Static analysis methods [9] - [11] are practical ones and applicable for general problems. They compute maximum error of each operation in a program statistically, and estimate word length of function units which guarantees the specified accuracy. This type of method do the 1-pass estimation using program analysis, so the processing time is far small compared with simulation based approaches. George A. Constantinides et al. presents an approach to the word length allocation and optimization problem for linear digital signal processing systems in [9] . In the optimization, word length of fixed-point operation units are determined by using mixed integer programming technique. They also propose enhanced method [10] which is applicable for nonlinear system. The approximation technique based on Tailor expansion is used for non-linear structures. In the [11] , a static error analysis technique for the code generation of DSP application is introduced. The smart interval method Affine Arithmetic [12] is used instead of the traditional interval method Interval Arithmetic [13] at the error analysis.
We have been developing bit-length optimization system based on static analysis [14] , [15] . In this paper, we propose the refined optimization algorithm. The main feature is the formalization into a non-linear problem. A computational error due to the conversion from floating-point to fixed-point operation is estimated statistically, and NLP technique is applied for the area & speed optimization. By using NLP based optimization, a near optimum solution which guarantees the specified accuracy is computed in short time, and additional constraints can be appended easily.
The remainder of the paper is organized as follows: next section introduces the overview of our compiler, and Sect. 3 presents fixed-point arithmetics. Section 4 describes Copyright c 2006 The Institute of Electronics, Information and Communication Engineers our error model and error propagation method based on affine arithmetic. Then, Sect. 5 explains the bit-length optimization method with the non-linear programming formulation. Section 6 shows implementation and evaluation, and Sect. 7 has the conclusion.
Bit-Length Optimization Flow
The optimization flow of the proposed compiler is show in Fig. 1 . The input language is written in SystemC [16] . The custom integer type (sc int) or fixed-point type (sc fixed) are defined in SystemC, so it is appropriate to describe an original algorithm.
The compiler receives an original algorithm including both char/int data type and float/double data type, then do the lexical/syntactic/semantic analysis. After the preprocessing, Control/Data Flow Graph (CDFG) is constructed. The CDFG consists of basic blocks, and each block contains a partially ordered set of operations and control flows to other basic blocks. Next two steps are analysis to detect the value range and computational error where general 16/32-bit integer operations and floating-point operations are analyzed. The result of the analysis is used in the following step, "Formulation for the non-linear programming." A general non-linear solver can be applied to solve the problem, and optimized bit-length of variables/function units are computed. However, the result is real value, so the extra rounding operation is applied to get integer result. After these steps, fixed-point algorithm or RT-level code will be generated.
The bit-length optimization problem is summarized as follows:
Inputs :
• Control/Data Flow Graph • Hardware specification that says known bit-length of input/output variables and operation units, acceptable error, maximum hardware area and so on.

__Given data__:
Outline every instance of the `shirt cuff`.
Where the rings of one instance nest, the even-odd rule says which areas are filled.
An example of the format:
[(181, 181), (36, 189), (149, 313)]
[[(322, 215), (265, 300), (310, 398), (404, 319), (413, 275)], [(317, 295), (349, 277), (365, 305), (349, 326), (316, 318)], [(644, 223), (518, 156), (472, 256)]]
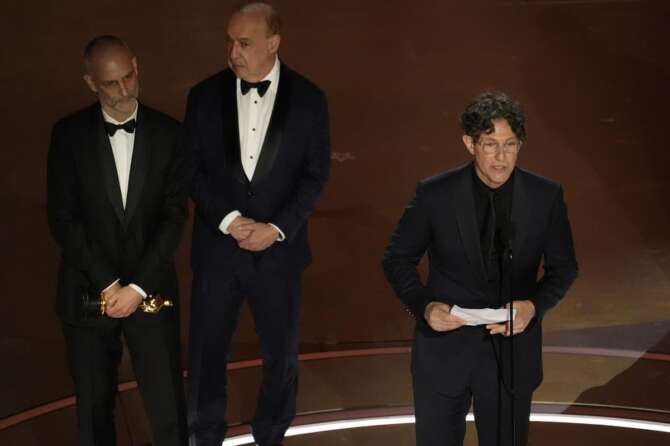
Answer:
[(102, 290), (102, 293), (106, 293), (108, 289), (110, 289), (111, 287), (113, 287), (114, 285), (116, 285), (117, 283), (119, 283), (119, 280), (121, 280), (121, 279), (116, 279), (114, 282), (110, 283), (110, 284), (107, 286), (107, 288), (105, 288), (104, 290)]
[(130, 288), (134, 289), (135, 291), (137, 291), (138, 293), (140, 293), (140, 296), (142, 296), (142, 299), (145, 299), (147, 297), (147, 293), (145, 293), (142, 288), (138, 287), (134, 283), (128, 284), (128, 286)]
[(223, 232), (226, 235), (230, 234), (230, 232), (228, 231), (228, 226), (230, 226), (233, 220), (241, 216), (242, 214), (240, 213), (240, 211), (229, 212), (228, 215), (223, 217), (223, 220), (221, 220), (221, 223), (219, 224), (219, 231)]
[(279, 236), (277, 237), (278, 242), (283, 242), (284, 240), (286, 240), (286, 236), (284, 235), (284, 231), (279, 229), (279, 227), (277, 225), (273, 225), (272, 223), (268, 223), (268, 224), (270, 226), (272, 226), (273, 228), (275, 228), (277, 230), (277, 232), (279, 232)]

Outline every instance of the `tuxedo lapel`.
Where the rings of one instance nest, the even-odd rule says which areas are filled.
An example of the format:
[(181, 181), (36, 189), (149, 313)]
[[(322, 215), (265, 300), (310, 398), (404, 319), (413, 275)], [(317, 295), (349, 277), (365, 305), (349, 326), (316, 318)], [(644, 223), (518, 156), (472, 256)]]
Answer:
[(456, 219), (458, 221), (458, 231), (463, 241), (463, 247), (468, 257), (468, 261), (475, 271), (475, 276), (480, 283), (486, 283), (486, 273), (484, 269), (484, 260), (482, 259), (481, 241), (477, 228), (477, 214), (475, 210), (475, 197), (473, 194), (472, 174), (470, 165), (463, 168), (460, 172), (460, 186), (454, 190), (452, 200)]
[(284, 122), (288, 115), (291, 87), (291, 74), (284, 64), (281, 64), (277, 97), (275, 98), (272, 114), (270, 115), (268, 130), (263, 140), (261, 155), (258, 159), (254, 176), (251, 179), (252, 184), (261, 181), (272, 170), (272, 166), (274, 166), (277, 159), (282, 140), (282, 130), (284, 129)]
[(133, 144), (133, 157), (130, 162), (130, 178), (128, 179), (128, 195), (126, 198), (126, 215), (124, 223), (127, 225), (135, 214), (137, 205), (142, 196), (142, 188), (147, 175), (147, 160), (151, 150), (151, 134), (154, 131), (153, 123), (146, 119), (141, 104), (138, 104), (137, 127)]
[(119, 185), (119, 176), (116, 173), (116, 163), (114, 161), (112, 145), (110, 144), (109, 137), (105, 131), (104, 118), (102, 117), (102, 109), (100, 106), (93, 108), (91, 125), (89, 128), (91, 132), (91, 141), (94, 141), (96, 150), (98, 151), (100, 167), (105, 179), (107, 197), (109, 198), (109, 201), (114, 208), (114, 213), (119, 221), (123, 222), (124, 211), (123, 198), (121, 197), (121, 186)]
[(223, 74), (222, 88), (222, 125), (223, 147), (226, 157), (226, 168), (240, 183), (247, 183), (247, 176), (240, 159), (240, 127), (237, 116), (237, 78), (232, 70)]

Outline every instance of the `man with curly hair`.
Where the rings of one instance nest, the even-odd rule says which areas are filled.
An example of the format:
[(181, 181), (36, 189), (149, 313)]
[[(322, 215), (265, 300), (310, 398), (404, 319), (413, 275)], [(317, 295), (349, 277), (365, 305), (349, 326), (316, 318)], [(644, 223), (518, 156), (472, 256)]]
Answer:
[[(419, 182), (383, 261), (416, 319), (417, 445), (462, 445), (471, 403), (480, 445), (525, 445), (542, 381), (542, 318), (577, 276), (570, 223), (561, 186), (516, 167), (526, 139), (517, 101), (481, 94), (461, 126), (472, 162)], [(416, 267), (426, 252), (423, 284)], [(511, 326), (454, 314), (510, 301)]]

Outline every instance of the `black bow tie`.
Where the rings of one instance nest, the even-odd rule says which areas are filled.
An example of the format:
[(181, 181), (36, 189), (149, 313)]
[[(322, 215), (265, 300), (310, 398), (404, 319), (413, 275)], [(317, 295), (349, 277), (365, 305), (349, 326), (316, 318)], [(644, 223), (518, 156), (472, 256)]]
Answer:
[(133, 133), (135, 131), (136, 123), (134, 119), (131, 119), (128, 122), (124, 122), (123, 124), (112, 124), (111, 122), (105, 121), (105, 130), (107, 130), (107, 134), (109, 136), (114, 136), (114, 133), (116, 133), (117, 130), (125, 130), (128, 133)]
[(270, 88), (271, 81), (260, 81), (260, 82), (247, 82), (242, 79), (242, 95), (249, 93), (249, 89), (255, 88), (258, 90), (258, 96), (263, 97), (265, 92)]

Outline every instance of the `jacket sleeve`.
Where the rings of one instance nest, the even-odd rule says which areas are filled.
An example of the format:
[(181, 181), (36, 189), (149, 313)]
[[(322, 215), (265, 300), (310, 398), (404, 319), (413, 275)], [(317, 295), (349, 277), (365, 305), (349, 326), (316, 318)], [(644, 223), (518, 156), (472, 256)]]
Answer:
[(314, 212), (330, 174), (330, 130), (328, 104), (323, 93), (318, 96), (314, 121), (309, 130), (309, 141), (302, 171), (292, 198), (270, 220), (293, 239), (298, 230)]
[(391, 236), (382, 261), (386, 279), (420, 325), (426, 324), (423, 314), (432, 298), (417, 270), (432, 239), (430, 214), (425, 201), (425, 192), (422, 183), (419, 183), (414, 198), (405, 208)]
[(538, 318), (563, 298), (577, 278), (577, 259), (562, 188), (554, 197), (543, 257), (544, 274), (535, 296), (530, 299)]
[(49, 230), (62, 251), (63, 261), (86, 275), (100, 292), (119, 278), (118, 271), (87, 236), (82, 222), (81, 185), (65, 129), (56, 124), (47, 159), (47, 216)]
[(153, 293), (160, 287), (161, 272), (172, 262), (174, 253), (184, 231), (188, 217), (188, 170), (186, 144), (180, 128), (173, 140), (171, 159), (163, 185), (160, 206), (160, 223), (149, 241), (142, 260), (131, 280), (147, 293)]
[[(187, 170), (189, 181), (189, 192), (191, 199), (196, 204), (196, 211), (214, 231), (219, 231), (219, 225), (223, 218), (230, 212), (236, 210), (226, 199), (221, 191), (217, 190), (212, 182), (212, 169), (215, 166), (208, 165), (200, 142), (198, 129), (198, 107), (197, 94), (192, 90), (188, 95), (186, 103), (186, 115), (184, 116), (184, 129), (187, 142)], [(224, 116), (224, 119), (226, 117)]]

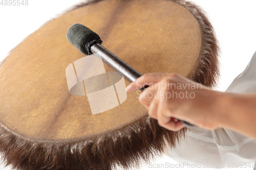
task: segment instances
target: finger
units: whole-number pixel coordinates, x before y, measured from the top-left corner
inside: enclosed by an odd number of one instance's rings
[[[151,102],[148,108],[148,115],[150,117],[157,119],[157,110],[159,104],[159,98],[158,96],[156,95],[154,99]]]
[[[170,99],[160,98],[157,110],[157,120],[158,124],[169,130],[177,131],[185,126],[180,121],[173,117],[173,114],[168,106]]]
[[[158,95],[157,86],[154,85],[145,89],[139,96],[140,103],[147,109],[155,97]]]
[[[126,88],[127,92],[132,92],[136,89],[141,89],[147,86],[152,86],[161,81],[163,78],[167,77],[168,74],[162,73],[146,74],[131,83]]]

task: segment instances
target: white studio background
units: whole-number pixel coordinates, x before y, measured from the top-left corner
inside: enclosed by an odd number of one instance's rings
[[[193,1],[206,12],[215,29],[221,51],[221,77],[216,89],[224,91],[245,68],[256,51],[256,1]],[[80,2],[82,1],[29,0],[28,6],[0,5],[0,60],[3,60],[11,50],[45,22]],[[178,163],[167,157],[159,159],[155,163],[165,162]],[[11,169],[3,165],[0,166],[0,169]],[[147,165],[141,169],[160,168],[150,168]]]

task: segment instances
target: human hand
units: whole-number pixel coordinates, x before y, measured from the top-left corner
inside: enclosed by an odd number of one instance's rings
[[[140,94],[140,102],[160,126],[178,131],[184,126],[178,119],[206,129],[221,127],[221,100],[223,93],[174,74],[146,74],[131,83],[127,92],[150,86]]]

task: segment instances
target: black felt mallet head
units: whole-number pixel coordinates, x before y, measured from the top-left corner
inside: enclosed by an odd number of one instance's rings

__Activities__:
(1) According to the excerpt on bit-length optimization, what topic does each numbered section of the paper cover? List each section number with its topic.
(2) Pick up the bit-length optimization excerpt after its last line and keep writing it.
The material plays no part here.

__Your written answers__:
(1)
- Section 2: an overview of the compiler
- Section 3: fixed-point arithmetics
- Section 4: the error model and error propagation method based on affine arithmetic
- Section 5: the bit-length optimization method with the non-linear programming formulation
- Section 6: implementation and evaluation
- Section 7: the conclusion

(2)
Outputs :
• Optimized bit-length of variables and function units which enable accurate computation, but satisfy area constraints.
Fixed-Point Arithmetic
A program for image/sound processing usually includes floating-point operations. Since floating-point operation units require many transistors and much power, its application is highly limited for mobile use. In many cases, these costly operations are converted to low-cost fixed-point operations for hardware implementations even if computational errors are generated. Fixed-point format is the same as integer representation one, except the binary point. So, its operations can be executed on integer units. The typical format of fixed-point arithmetic is specified by a 3-tuple sign, wl, iwl , where sign 2's complement representation, wl word length, the number of bits, iwl integer word length.
In addition, the word length of the fractional part is described as f wl (wl = iwl + f wl) (Fig. 2) . When converting one fixed-point data type instance s 1 , wl 1 , iwl 1 into another different one s 2 , wl 2 , iwl 2 , bitlength of fractional part should be cut down in some cases. In the following, Truncation is used as the default policy since it is simpler to be implemented (i.e. requires less hardware) than Round-off.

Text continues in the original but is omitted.